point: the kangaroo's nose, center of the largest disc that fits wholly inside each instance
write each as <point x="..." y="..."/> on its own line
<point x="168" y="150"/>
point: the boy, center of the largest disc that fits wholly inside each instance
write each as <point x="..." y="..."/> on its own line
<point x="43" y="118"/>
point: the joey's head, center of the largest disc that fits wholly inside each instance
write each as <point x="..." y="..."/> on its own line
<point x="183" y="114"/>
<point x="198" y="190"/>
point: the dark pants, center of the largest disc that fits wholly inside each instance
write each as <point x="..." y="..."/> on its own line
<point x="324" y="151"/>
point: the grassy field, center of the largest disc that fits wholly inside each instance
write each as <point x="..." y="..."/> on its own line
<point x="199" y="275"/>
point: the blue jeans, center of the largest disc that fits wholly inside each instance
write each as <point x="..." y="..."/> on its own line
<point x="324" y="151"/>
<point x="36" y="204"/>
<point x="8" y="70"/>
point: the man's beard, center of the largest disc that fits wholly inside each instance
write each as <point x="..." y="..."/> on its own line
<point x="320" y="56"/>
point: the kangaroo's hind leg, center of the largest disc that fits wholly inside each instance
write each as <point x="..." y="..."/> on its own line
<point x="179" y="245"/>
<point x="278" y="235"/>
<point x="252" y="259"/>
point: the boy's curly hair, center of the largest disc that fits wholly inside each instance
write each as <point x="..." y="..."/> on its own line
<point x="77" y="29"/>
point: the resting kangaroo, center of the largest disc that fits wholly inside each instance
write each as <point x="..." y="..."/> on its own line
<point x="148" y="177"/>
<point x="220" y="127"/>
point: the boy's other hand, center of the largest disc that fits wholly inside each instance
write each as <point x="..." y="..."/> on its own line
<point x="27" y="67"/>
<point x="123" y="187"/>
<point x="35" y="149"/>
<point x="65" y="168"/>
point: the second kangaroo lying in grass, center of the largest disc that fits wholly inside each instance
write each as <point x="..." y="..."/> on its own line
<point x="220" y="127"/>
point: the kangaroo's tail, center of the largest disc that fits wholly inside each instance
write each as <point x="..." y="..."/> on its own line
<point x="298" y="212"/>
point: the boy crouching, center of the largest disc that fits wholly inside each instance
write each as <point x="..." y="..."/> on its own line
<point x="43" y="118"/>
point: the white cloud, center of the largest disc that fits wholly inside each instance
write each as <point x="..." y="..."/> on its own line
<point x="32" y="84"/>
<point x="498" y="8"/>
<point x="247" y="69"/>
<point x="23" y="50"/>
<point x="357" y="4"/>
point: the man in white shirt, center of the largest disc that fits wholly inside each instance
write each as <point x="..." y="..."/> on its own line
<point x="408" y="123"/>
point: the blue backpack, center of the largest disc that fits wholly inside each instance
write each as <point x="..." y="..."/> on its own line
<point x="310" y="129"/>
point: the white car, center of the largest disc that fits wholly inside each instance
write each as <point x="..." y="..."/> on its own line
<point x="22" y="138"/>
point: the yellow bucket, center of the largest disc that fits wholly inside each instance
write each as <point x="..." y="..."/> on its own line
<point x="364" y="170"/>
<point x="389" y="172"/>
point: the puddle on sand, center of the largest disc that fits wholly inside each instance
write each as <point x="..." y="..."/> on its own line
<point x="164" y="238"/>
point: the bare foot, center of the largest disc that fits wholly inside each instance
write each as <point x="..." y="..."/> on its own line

§ **AIM OF THE EXERCISE**: Rewrite all of the lines above as a Markdown table with two columns, "Row" and "Text". Number each row and leave out blank lines.

§ **RESPONSE TO THE EXERCISE**:
| Row | Text |
|---|---|
| 1 | point: the kangaroo's nose, center of the largest disc that fits wholly inside each instance |
| 2 | write each as <point x="..." y="..."/> on its own line |
| 3 | <point x="168" y="150"/> |
| 4 | point: the boy, center of the largest disc that fits wholly inside each instance |
| 5 | write each as <point x="..." y="..."/> on its own line |
| 6 | <point x="43" y="118"/> |
| 7 | point: the joey's head, center of the largest disc that fits wholly inside each instance |
| 8 | write each as <point x="..." y="..."/> on its own line |
| 9 | <point x="183" y="114"/> |
| 10 | <point x="198" y="190"/> |
| 11 | point: the dark pants, center of the largest disc that fits wholly inside each instance |
| 12 | write each as <point x="..." y="..."/> on its own line |
| 13 | <point x="324" y="151"/> |
| 14 | point: the grassy field, center of the largest disc that fits wholly inside each instance |
| 15 | write each as <point x="..." y="..."/> on its own line |
| 16 | <point x="199" y="275"/> |
| 17 | point: the blue jeans, center of the largest disc that fits wholly inside each instance |
| 18 | write each as <point x="..." y="..."/> on its own line |
| 19 | <point x="324" y="151"/> |
| 20 | <point x="36" y="204"/> |
| 21 | <point x="8" y="70"/> |
| 22 | point: the man's beard, center of the largest disc that fits wholly inside each instance |
| 23 | write each as <point x="..." y="..."/> on its own line |
| 24 | <point x="320" y="56"/> |
| 25 | point: the kangaroo's hind leg, center of the largest disc that fits wholly inside each instance |
| 26 | write each as <point x="..." y="..."/> on its own line |
| 27 | <point x="179" y="245"/> |
| 28 | <point x="278" y="235"/> |
| 29 | <point x="252" y="259"/> |
| 30 | point: the boy's curly hair, center of the largest disc that fits wholly inside each instance |
| 31 | write each as <point x="..." y="..."/> on its own line |
| 32 | <point x="77" y="29"/> |
| 33 | point: the resting kangaroo, center of the largest disc that fits wholly inside each instance |
| 34 | write each as <point x="..." y="..."/> on its own line |
| 35 | <point x="148" y="177"/> |
| 36 | <point x="220" y="127"/> |
| 37 | point: the boy's other hand, center of the largest disc that fits wholly inside each instance |
| 38 | write each as <point x="..." y="..."/> on its own line |
| 39 | <point x="27" y="67"/> |
| 40 | <point x="123" y="187"/> |
| 41 | <point x="35" y="149"/> |
| 42 | <point x="65" y="168"/> |
| 43 | point: the second kangaroo lying in grass, center of the largest disc that fits wholly inside each instance |
| 44 | write each as <point x="..." y="..."/> on its own line |
| 45 | <point x="220" y="127"/> |
| 46 | point: the kangaroo's tail, center of the largest disc that fits wholly inside each instance |
| 47 | write each as <point x="..." y="..."/> on its own line |
| 48 | <point x="298" y="212"/> |
| 49 | point: the boy crouching, center of the largest disc that fits wholly inside each instance |
| 50 | write each as <point x="..." y="..."/> on its own line |
| 51 | <point x="43" y="118"/> |
| 52 | point: the white cloud, center of the largest disc that fits wholly inside each instance |
| 53 | write each as <point x="..." y="..."/> on its own line |
| 54 | <point x="32" y="84"/> |
| 55 | <point x="498" y="8"/> |
| 56 | <point x="247" y="69"/> |
| 57 | <point x="23" y="50"/> |
| 58 | <point x="357" y="4"/> |
| 59 | point: the man in white shirt, center of the largest disc that fits wholly inside each instance |
| 60 | write each as <point x="..." y="..."/> on its own line |
| 61 | <point x="408" y="123"/> |
| 62 | point: the blue backpack, center of the largest disc that fits wholly inside each instance |
| 63 | write each as <point x="..." y="..."/> on its own line |
| 64 | <point x="310" y="129"/> |
| 65 | point: the white car, center of the largest disc that fits wholly inside each instance |
| 66 | write each as <point x="..." y="..."/> on its own line |
| 67 | <point x="22" y="138"/> |
| 68 | point: the yellow bucket, center of the largest disc that fits wholly inside each instance |
| 69 | write each as <point x="..." y="..."/> on its own line |
| 70 | <point x="364" y="170"/> |
| 71 | <point x="389" y="172"/> |
| 72 | point: the puddle on sand, center of the largest disc that fits wholly inside each instance |
| 73 | write each as <point x="..." y="..."/> on its own line |
| 74 | <point x="164" y="238"/> |
| 75 | point: the bare foot, center of the largest disc that fits wholly inside each instance |
| 76 | write each as <point x="..." y="..."/> on its own line |